DÉTAILS DU PROBLÈME:
Pourriez-vous reproduire à l'identique, ligne par ligne, l'ensemble des enregistrements ci-dessous ?

DONNÉES FOURNIES:
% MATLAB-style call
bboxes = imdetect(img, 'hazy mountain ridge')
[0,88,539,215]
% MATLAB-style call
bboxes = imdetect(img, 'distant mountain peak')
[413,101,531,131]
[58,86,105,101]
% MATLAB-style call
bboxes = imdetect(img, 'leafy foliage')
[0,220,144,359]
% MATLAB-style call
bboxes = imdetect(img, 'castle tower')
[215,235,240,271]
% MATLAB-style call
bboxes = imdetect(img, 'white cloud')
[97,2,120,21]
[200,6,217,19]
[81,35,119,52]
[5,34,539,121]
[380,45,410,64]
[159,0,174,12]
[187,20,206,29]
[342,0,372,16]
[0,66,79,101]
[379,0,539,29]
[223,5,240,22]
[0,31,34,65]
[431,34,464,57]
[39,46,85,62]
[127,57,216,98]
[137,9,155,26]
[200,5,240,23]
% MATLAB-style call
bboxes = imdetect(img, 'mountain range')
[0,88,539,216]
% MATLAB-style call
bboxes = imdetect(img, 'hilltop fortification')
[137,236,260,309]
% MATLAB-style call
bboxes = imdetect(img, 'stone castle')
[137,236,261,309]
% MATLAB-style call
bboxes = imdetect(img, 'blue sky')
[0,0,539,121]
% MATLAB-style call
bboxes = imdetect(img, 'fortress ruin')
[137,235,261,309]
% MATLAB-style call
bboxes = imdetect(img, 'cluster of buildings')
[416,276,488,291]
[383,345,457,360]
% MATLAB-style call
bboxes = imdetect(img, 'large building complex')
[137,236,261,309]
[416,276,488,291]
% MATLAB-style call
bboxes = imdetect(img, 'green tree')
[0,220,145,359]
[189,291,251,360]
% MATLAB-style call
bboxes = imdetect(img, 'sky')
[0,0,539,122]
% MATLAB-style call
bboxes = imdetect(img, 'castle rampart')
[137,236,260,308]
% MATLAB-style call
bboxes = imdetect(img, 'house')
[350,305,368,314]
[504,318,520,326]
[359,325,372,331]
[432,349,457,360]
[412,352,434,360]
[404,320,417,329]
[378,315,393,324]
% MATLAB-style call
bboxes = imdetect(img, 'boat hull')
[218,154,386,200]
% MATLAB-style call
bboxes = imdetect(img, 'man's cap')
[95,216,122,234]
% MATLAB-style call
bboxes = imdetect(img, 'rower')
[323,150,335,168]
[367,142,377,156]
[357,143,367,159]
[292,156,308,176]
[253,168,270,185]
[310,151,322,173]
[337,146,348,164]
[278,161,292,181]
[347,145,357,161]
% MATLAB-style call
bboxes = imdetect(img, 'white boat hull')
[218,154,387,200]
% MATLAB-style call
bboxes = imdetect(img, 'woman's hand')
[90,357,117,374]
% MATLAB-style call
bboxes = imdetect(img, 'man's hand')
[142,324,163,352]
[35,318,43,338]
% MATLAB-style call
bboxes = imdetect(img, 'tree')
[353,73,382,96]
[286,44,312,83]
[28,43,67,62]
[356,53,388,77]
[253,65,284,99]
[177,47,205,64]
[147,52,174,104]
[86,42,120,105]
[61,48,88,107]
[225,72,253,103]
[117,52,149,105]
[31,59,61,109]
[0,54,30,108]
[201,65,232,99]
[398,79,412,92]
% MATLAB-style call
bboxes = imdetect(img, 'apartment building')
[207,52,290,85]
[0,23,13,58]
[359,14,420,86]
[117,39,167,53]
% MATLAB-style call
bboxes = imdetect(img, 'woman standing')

EXERCICE TERMINÉ:
% MATLAB-style call
bboxes = imdetect(img, 'hazy mountain ridge')
[0,88,539,215]
% MATLAB-style call
bboxes = imdetect(img, 'distant mountain peak')
[413,101,531,131]
[58,86,105,101]
% MATLAB-style call
bboxes = imdetect(img, 'leafy foliage')
[0,220,144,359]
% MATLAB-style call
bboxes = imdetect(img, 'castle tower')
[215,235,240,271]
% MATLAB-style call
bboxes = imdetect(img, 'white cloud')
[97,2,120,21]
[200,6,217,19]
[81,35,119,52]
[5,34,539,121]
[380,45,410,64]
[159,0,174,12]
[187,20,206,29]
[342,0,372,16]
[0,66,79,101]
[379,0,539,29]
[223,5,240,22]
[0,31,34,65]
[431,34,464,57]
[39,46,85,62]
[127,57,216,98]
[137,9,155,26]
[200,5,240,23]
% MATLAB-style call
bboxes = imdetect(img, 'mountain range')
[0,88,539,216]
% MATLAB-style call
bboxes = imdetect(img, 'hilltop fortification')
[137,236,260,309]
% MATLAB-style call
bboxes = imdetect(img, 'stone castle')
[137,236,261,309]
% MATLAB-style call
bboxes = imdetect(img, 'blue sky')
[0,0,539,121]
% MATLAB-style call
bboxes = imdetect(img, 'fortress ruin')
[137,235,261,309]
% MATLAB-style call
bboxes = imdetect(img, 'cluster of buildings')
[416,276,488,291]
[383,345,457,360]
% MATLAB-style call
bboxes = imdetect(img, 'large building complex')
[137,236,261,309]
[416,276,488,291]
% MATLAB-style call
bboxes = imdetect(img, 'green tree')
[0,220,145,359]
[189,291,251,360]
% MATLAB-style call
bboxes = imdetect(img, 'sky')
[0,0,539,122]
% MATLAB-style call
bboxes = imdetect(img, 'castle rampart')
[137,236,260,308]
% MATLAB-style call
bboxes = imdetect(img, 'house')
[350,305,368,314]
[504,318,520,326]
[359,325,372,331]
[432,349,457,360]
[412,352,434,360]
[404,320,417,329]
[378,315,393,324]
% MATLAB-style call
bboxes = imdetect(img, 'boat hull')
[218,154,386,200]
% MATLAB-style call
bboxes = imdetect(img, 'man's cap')
[95,216,122,234]
% MATLAB-style call
bboxes = imdetect(img, 'rower')
[323,150,335,168]
[367,142,377,156]
[357,143,367,159]
[292,156,308,176]
[253,168,270,185]
[310,151,322,173]
[337,146,348,164]
[278,161,292,181]
[347,145,357,161]
% MATLAB-style call
bboxes = imdetect(img, 'white boat hull')
[218,154,387,200]
% MATLAB-style call
bboxes = imdetect(img, 'woman's hand')
[90,357,117,374]
% MATLAB-style call
bboxes = imdetect(img, 'man's hand')
[142,324,163,352]
[35,318,43,338]
% MATLAB-style call
bboxes = imdetect(img, 'tree')
[353,73,382,96]
[286,44,312,83]
[28,43,67,62]
[356,53,388,77]
[253,65,284,99]
[177,47,205,64]
[147,52,174,104]
[86,42,120,105]
[61,48,88,107]
[225,72,253,103]
[117,52,149,105]
[31,59,61,109]
[0,54,30,108]
[201,65,232,99]
[398,79,412,92]
% MATLAB-style call
bboxes = imdetect(img, 'apartment building')
[207,52,290,85]
[0,23,13,58]
[359,14,420,86]
[117,39,167,53]
% MATLAB-style call
bboxes = imdetect(img, 'woman standing')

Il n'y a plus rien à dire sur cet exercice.